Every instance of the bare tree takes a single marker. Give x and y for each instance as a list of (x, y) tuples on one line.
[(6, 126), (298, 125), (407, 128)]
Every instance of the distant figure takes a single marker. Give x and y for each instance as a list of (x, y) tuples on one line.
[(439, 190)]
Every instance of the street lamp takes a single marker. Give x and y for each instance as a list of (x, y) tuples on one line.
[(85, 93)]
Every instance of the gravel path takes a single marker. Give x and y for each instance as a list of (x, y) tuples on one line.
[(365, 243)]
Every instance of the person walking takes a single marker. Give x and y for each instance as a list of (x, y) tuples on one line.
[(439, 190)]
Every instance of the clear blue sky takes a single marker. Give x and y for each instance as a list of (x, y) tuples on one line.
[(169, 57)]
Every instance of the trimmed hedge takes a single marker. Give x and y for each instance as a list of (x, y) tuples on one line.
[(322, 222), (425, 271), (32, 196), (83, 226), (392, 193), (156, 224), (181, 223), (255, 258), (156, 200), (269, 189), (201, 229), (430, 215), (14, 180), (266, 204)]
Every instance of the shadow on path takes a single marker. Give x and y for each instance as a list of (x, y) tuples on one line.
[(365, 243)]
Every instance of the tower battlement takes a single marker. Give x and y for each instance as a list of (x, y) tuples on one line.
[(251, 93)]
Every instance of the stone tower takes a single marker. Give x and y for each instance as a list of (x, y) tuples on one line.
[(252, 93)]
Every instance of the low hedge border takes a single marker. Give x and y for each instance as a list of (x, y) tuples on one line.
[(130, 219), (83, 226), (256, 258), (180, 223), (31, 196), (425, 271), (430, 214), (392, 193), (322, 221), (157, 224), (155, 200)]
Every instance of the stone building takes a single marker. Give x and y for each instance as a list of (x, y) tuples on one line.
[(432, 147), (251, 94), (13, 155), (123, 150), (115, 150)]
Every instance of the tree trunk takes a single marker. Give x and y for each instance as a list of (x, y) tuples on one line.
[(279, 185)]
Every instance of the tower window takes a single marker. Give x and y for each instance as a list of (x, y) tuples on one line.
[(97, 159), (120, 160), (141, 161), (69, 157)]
------------------------------------
• TASK ITEM:
Write the records out once more, word for word.

• WRITTEN SOLUTION:
Every instance of the bare tree takes a single marker. Give x and y for each instance as a list of (x, y) tuples on one line.
[(6, 126), (298, 125), (407, 128)]
Every instance of the distant figure takes a single marker. Give x and y for each instance as a list of (x, y) tuples on one line.
[(439, 190)]
Every instance of the street lamp takes a single marker. Give x and y for each instance as a list of (x, y) tuples on one line.
[(85, 93)]
Every instance of the gravel path takes a single marker. Give x and y for each instance as a list of (x, y) tuples on one line.
[(365, 243)]
Every instance of the person walking takes a single marker. Give x and y for each instance as a list of (x, y) tuples on one line.
[(439, 190)]
Every instance of the clear blue sky takes a single marker. Give x and y for each instance as a list of (x, y) tuples on one line.
[(169, 57)]
Every instance of the trimmed hedge takes a single marker. Give x and y for each instance as a list of (x, y) tuples on one line.
[(322, 222), (425, 271), (32, 196), (83, 226), (392, 193), (156, 224), (181, 223), (255, 258), (156, 200), (269, 189), (201, 229), (430, 215), (14, 180), (266, 204)]
Every instance of the shadow on path takes a single marker. Give x and y for each instance as a list of (x, y) tuples on one line.
[(365, 243)]
Every instance of the tower battlement takes a single marker. Give x and y for each instance as a list of (x, y) tuples on one line.
[(251, 93)]
Every instance of the stone tower takes a single marker. Give x and y for each instance as a list of (x, y) tuples on one line.
[(252, 93)]
Every instance of the low hedge border takes a single marker. Give x and y for each instance as a list of (x, y) tuples on one line.
[(130, 219), (83, 226), (256, 258), (180, 223), (31, 196), (425, 271), (430, 214), (392, 193), (322, 221), (157, 224), (155, 200)]
Every instance of the stone building takes a single marker. Give x and y for each instance as a list of (x, y) tuples on one line.
[(432, 147), (251, 94), (13, 155), (123, 150), (115, 150)]
Every instance of the tree trunk takes a single marker. Give x and y for each instance as a list of (x, y) tuples on one line.
[(279, 185)]
Every instance of the tower window takes a single marker. Give x and y for each instance as a list of (x, y) tuples on one line.
[(97, 159), (120, 160), (141, 161), (69, 157)]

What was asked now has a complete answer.